Document text:

══════════

This regenerative process is regulated by a molecule known as microRNA. This molecule has proven to be very useful over the course of evolution, appearing in many types of animals. MiRNA controls “large sets of critical genes for tissue regeneration,” said Kraus, and it’s more active in animals with the capacity to regenerate entire limbs. MiRNA is also present in humans—a genetic holdover from our evolutionary past. We no longer use it to regenerate limbs, but it does help fix our damaged cartilage, according to this research. As the scientists demonstrated in the new paper, the activity of miRNA depends on its location in the body, with heightened activity in ankles compared to knees and hips.
“We were excited to learn that the regulators of regeneration in the salamander limb appear to also be the controllers of joint tissue repair in the human limb,” said Ming-Feng Hsueh, a DUSM molecular physiologist and the first author of the paper, in a press release. “We call it our ‘inner salamander’ capacity.”
Kraus said she is “very hopeful” that these findings will be translated to actual therapies in the future. Because miRNAs are very “druggable,” they could be “injected directly into a joint to boost repair to prevent osteoarthritis after a joint injury or even slow or reverse osteoarthritis once it has developed,” she said. And as the authors noted in the paper, miRNAs, along with other yet-to-be identified compounds “could lead to future use of a ‘molecular cocktail’ for attempted… limb regeneration in humans.”
“It is amazing to find that although we humans have separated from the axolotl 400 million years ago in evolution, there are many pathways that are commonly shared between human and axolotl.”
In an email to Gizmodo, Kenro Kusumi, a biologist from the School of Life Sciences at Arizona State University who wasn’t involved with the new study, said the “billion-dollar question” is whether the activation of miRNAs will “allow doctors to regenerate joints as a treatment for arthritis in the future.”

══════════

Data to examine:
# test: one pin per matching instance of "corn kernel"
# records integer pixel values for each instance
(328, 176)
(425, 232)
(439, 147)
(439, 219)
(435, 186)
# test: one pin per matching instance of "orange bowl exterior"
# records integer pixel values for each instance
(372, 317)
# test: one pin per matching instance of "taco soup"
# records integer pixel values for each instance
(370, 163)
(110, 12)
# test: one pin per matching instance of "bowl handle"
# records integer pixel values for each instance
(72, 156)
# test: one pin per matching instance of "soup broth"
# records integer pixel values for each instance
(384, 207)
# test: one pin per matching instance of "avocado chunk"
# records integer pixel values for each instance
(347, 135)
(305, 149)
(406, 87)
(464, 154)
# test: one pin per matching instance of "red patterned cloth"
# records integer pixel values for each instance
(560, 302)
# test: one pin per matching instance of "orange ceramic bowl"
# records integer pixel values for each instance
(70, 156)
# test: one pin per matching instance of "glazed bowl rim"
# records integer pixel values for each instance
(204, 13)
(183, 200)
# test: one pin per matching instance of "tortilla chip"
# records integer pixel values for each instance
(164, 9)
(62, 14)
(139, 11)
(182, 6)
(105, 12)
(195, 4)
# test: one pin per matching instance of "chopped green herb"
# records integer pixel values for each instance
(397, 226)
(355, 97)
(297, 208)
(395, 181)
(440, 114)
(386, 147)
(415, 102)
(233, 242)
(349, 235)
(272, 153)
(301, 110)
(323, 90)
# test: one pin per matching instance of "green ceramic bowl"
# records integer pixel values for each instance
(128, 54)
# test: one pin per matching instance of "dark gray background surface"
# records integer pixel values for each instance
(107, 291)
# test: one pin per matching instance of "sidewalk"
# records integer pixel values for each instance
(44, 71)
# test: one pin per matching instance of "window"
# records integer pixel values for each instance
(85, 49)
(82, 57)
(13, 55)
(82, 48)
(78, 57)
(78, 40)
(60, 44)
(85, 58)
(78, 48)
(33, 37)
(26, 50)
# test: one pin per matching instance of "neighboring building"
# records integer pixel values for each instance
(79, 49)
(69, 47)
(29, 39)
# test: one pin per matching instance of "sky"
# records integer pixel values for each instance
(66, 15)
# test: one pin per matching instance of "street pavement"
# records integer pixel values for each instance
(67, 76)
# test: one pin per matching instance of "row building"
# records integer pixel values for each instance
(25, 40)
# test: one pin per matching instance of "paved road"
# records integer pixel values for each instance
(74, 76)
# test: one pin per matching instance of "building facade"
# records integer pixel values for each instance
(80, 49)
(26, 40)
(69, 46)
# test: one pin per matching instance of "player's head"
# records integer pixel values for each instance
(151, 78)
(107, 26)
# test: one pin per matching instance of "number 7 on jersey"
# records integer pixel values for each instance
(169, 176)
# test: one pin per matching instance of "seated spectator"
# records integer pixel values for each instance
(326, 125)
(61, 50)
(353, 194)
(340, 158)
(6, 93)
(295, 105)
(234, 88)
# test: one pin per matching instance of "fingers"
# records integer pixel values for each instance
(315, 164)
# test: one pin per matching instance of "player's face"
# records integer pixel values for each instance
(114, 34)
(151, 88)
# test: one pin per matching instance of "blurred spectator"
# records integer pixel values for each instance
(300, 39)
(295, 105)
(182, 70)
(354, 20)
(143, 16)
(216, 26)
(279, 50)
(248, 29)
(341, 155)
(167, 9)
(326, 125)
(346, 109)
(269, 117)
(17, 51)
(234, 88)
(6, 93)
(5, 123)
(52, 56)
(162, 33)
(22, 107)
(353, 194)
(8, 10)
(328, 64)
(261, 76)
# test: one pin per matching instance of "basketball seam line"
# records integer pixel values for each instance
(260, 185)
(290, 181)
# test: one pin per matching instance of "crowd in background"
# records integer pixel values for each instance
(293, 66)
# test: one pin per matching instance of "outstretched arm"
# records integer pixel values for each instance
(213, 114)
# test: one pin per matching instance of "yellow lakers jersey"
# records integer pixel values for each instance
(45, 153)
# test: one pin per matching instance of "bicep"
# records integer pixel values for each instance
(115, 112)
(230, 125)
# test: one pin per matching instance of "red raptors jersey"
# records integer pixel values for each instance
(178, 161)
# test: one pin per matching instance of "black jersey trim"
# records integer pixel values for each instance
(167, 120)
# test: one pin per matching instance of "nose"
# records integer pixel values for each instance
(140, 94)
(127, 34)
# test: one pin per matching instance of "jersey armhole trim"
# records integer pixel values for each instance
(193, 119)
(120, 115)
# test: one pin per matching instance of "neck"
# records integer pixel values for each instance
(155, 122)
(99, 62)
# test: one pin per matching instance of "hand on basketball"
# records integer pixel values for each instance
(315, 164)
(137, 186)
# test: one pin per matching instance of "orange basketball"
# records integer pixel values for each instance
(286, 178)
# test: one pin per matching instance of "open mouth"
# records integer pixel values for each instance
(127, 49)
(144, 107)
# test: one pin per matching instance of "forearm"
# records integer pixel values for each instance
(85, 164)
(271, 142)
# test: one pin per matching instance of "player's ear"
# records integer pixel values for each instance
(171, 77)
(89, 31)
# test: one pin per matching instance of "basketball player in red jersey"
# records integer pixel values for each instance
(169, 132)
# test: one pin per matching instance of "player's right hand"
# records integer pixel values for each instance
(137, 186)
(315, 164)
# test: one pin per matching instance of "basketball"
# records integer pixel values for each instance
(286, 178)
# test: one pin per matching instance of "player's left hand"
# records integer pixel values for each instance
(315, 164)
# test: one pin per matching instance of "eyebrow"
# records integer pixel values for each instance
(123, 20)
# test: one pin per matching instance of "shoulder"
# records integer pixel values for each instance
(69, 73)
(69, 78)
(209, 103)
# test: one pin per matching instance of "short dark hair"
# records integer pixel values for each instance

══════════

Instructions:
1) Retype the passage on microRNA and joint repair between "This regenerative process" and "knees and hips.", inclusive.
2) In the passage on microRNA and joint repair, why does Kraus think miRNAs could be turned into real treatments? Answer in one to three sentences.

Solutions to the tasks:
1)
This regenerative process is regulated by a molecule known as microRNA. This molecule has proven to be very useful over the course of evolution, appearing in many types of animals. MiRNA controls “large sets of critical genes for tissue regeneration,” said Kraus, and it’s more active in animals with the capacity to regenerate entire limbs. MiRNA is also present in humans—a genetic holdover from our evolutionary past. We no longer use it to regenerate limbs, but it does help fix our damaged cartilage, according to this research. As the scientists demonstrated in the new paper, the activity of miRNA depends on its location in the body, with heightened activity in ankles compared to knees and hips.

2) Kraus says miRNAs are very "druggable," so they could be injected straight into a joint to boost repair. That could prevent osteoarthritis after a joint injury, or even slow or reverse it once it has developed.